▶ **GIVEN INSTRUCTION**
Copy the following lines verbatim, omitting the pictures from your answer.

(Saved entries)
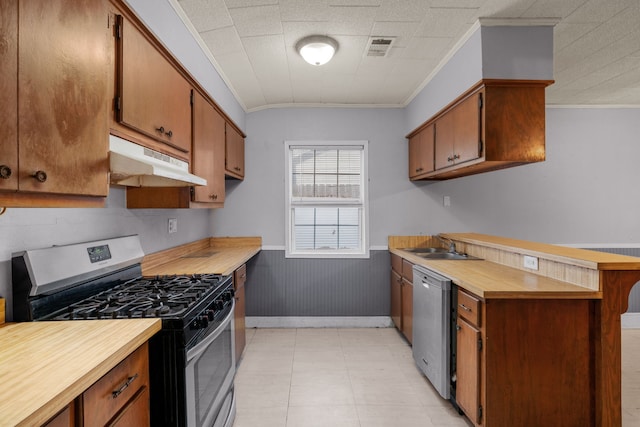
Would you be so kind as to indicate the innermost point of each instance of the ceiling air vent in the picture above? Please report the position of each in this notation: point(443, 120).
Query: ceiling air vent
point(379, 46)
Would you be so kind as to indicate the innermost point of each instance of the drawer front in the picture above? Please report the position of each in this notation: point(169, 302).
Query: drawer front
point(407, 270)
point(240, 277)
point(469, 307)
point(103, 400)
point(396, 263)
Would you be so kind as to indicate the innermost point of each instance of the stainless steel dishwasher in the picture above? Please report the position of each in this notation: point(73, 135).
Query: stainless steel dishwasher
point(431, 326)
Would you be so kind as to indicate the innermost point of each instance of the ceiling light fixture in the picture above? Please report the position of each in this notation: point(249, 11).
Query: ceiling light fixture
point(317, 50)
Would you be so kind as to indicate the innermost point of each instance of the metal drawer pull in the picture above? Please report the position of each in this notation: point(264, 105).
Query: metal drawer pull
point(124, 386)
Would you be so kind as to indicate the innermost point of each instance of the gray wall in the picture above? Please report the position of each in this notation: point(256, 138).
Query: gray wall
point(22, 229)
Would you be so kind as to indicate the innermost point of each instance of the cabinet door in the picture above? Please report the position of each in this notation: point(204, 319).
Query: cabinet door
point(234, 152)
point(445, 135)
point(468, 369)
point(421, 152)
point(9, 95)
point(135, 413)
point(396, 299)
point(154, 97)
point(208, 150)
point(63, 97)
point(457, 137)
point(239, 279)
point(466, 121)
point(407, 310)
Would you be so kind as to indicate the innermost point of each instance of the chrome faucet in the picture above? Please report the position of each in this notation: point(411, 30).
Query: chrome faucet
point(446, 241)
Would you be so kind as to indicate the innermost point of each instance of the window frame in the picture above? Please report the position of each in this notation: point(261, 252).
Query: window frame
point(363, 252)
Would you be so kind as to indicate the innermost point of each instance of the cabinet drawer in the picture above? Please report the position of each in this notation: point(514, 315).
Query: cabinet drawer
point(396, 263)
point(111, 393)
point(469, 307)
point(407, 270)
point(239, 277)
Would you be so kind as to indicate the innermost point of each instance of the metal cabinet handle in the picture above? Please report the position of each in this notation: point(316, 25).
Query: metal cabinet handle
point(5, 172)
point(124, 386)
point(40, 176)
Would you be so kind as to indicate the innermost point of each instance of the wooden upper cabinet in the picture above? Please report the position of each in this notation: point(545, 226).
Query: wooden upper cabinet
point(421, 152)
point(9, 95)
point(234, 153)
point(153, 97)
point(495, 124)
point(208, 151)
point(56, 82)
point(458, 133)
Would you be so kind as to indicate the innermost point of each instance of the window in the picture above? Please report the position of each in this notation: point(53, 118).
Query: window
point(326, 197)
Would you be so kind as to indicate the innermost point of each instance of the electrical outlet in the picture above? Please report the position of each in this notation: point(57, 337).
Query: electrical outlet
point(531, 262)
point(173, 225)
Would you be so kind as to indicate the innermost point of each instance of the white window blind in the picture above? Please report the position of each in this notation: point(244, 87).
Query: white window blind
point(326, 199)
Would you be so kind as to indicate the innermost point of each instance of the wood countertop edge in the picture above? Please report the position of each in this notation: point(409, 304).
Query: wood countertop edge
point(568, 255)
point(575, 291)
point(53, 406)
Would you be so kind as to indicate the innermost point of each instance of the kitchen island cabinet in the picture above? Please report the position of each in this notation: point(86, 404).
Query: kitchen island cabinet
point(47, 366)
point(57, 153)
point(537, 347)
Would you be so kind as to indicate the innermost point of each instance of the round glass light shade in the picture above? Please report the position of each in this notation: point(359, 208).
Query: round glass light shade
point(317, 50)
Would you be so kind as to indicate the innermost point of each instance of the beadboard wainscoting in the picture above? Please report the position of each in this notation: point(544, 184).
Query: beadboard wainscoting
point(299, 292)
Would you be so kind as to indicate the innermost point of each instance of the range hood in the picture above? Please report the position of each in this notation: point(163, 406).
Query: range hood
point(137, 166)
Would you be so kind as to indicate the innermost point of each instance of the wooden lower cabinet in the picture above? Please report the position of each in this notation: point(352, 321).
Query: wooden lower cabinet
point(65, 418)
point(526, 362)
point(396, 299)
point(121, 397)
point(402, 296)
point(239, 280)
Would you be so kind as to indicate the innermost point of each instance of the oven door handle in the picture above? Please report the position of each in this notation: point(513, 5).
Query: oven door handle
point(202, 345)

▶ **RIGHT ANSWER**
Would you be so kind as to indicate the innermost point of each instance of the ceiling air vent in the picture above? Please report the position of each in this notation: point(443, 120).
Query: ceiling air vent
point(379, 46)
Would you be so kind as to indicate the innermost point of each instance of the drawer front in the picture above? Please report the position of each in this notation: point(169, 302).
Query: drawer front
point(407, 270)
point(240, 277)
point(469, 307)
point(103, 400)
point(396, 263)
Would you be so kind as to indicate the innermost point of each instance of the stainless steel dishwasher in the picture above? Please report the position of each in this notation: point(73, 135).
Query: stainless steel dishwasher
point(431, 326)
Would you be so kind as to indicate the innermost point of each instance of the ceiling light fixture in the picture above? Please report the position of each in this notation: point(249, 11).
Query: ceiling light fixture
point(317, 50)
Would you be so kind as to indicate the innermost point of each instance of the metal drawer pull in the picture above? Please report the position of each in this notation: point(264, 105).
Query: metal drawer pull
point(124, 386)
Would you be so kind as to indicate the innermost point of each instance of the gray wall in the picture above? Please report the position of each in this notation: point(256, 138).
Query: gray wall
point(22, 229)
Would you be so kind as to indicate the innermost point of each instance of the cabinet door in the picture above? Please report the position of each in this notation: point(204, 319).
Query: cabinet door
point(234, 152)
point(445, 135)
point(468, 369)
point(421, 152)
point(9, 95)
point(135, 413)
point(396, 299)
point(154, 97)
point(208, 150)
point(63, 97)
point(457, 137)
point(239, 279)
point(466, 121)
point(407, 310)
Would you be so kind as to indicate the innermost point of each instance of the chrome faucet in the picture above? Please report the position of each in this notation: point(411, 30).
Query: chrome faucet
point(446, 241)
Would you be so kind as to indicate the innermost point of each instance of the window frame in the picture above? Please report the position of each in this notation: point(261, 252).
Query: window frame
point(363, 252)
Would you be so kind as to indicate the innermost point of each instance of the cabinet drawer in the picture above? Please report the position of each in this notation: point(514, 315).
Query: cabinet drawer
point(396, 263)
point(111, 393)
point(469, 307)
point(407, 270)
point(239, 277)
Would you be so kind as to indicate the innermost point of each instance of the metal cabinet handle in the picture above? Please report the position of each in this notation: point(316, 25).
Query: metal cabinet handle
point(5, 172)
point(124, 386)
point(40, 176)
Would you be so kind as to indicate the innermost point of each instance of the wooden upper cabinet in the picture above? Please report the position of each in this notation: point(545, 226).
Query: wooden upper cabinet
point(421, 152)
point(9, 95)
point(234, 153)
point(153, 97)
point(495, 124)
point(208, 151)
point(56, 82)
point(458, 133)
Would you be so kind as to indicate the innermost point of each instance of the window in the picture above? Please report the position of each in this notation: point(53, 118).
Query: window
point(326, 197)
Would you be so kind as to indicate the innermost point of each instance of the electrical outlet in the picture above? Please report the position of each in this notation: point(57, 337).
Query: electrical outlet
point(531, 262)
point(173, 225)
Would you be so kind as to indicate the innermost point of each instance of the white window blind in the picture above? Please report the position of each in this notation: point(244, 87).
Query: white window blind
point(326, 199)
Would you be so kind as to indicate the innermost point of each instance of the wood countertop edge in the picture above? Please report the position of each in this notation: point(409, 304).
Query: wood countertop edge
point(568, 255)
point(575, 291)
point(53, 406)
Would you be so kind as to indicate the innermost point of each instance of the kitchen island cabinet in the picture above? Please report the position of each in this notation: point(86, 404).
Query: kitchen island cabinet
point(47, 366)
point(57, 153)
point(537, 347)
Would you be so kind as to indicate the innermost point of each instance of the round glass light shade in the picture above? Please report the position of each in this notation: point(359, 208).
Query: round glass light shade
point(317, 50)
Would you be so kind as to indicate the innermost point of each instance of the beadboard wainscoting in the picture above? Please report the position of each in this notation: point(544, 184).
Query: beadboard wainscoting
point(299, 292)
Would you be so kind as to indicate the innermost point of each instance of the range hood in the picture above? Please report the position of each in this notation: point(163, 406).
Query: range hood
point(137, 166)
Would you be so kind as to indicate the innermost point of each instance of the wooden lower cabinet in the picture above? Please report the position of each in this notation: point(352, 321).
Query: wooden lower cabinet
point(65, 418)
point(526, 362)
point(396, 299)
point(121, 397)
point(402, 296)
point(239, 280)
Would you be so kind as to indicate the innermost point of each instance of the oven door handle in the picture above? Please report the position of each in this notation: point(513, 5).
Query: oven door handle
point(202, 345)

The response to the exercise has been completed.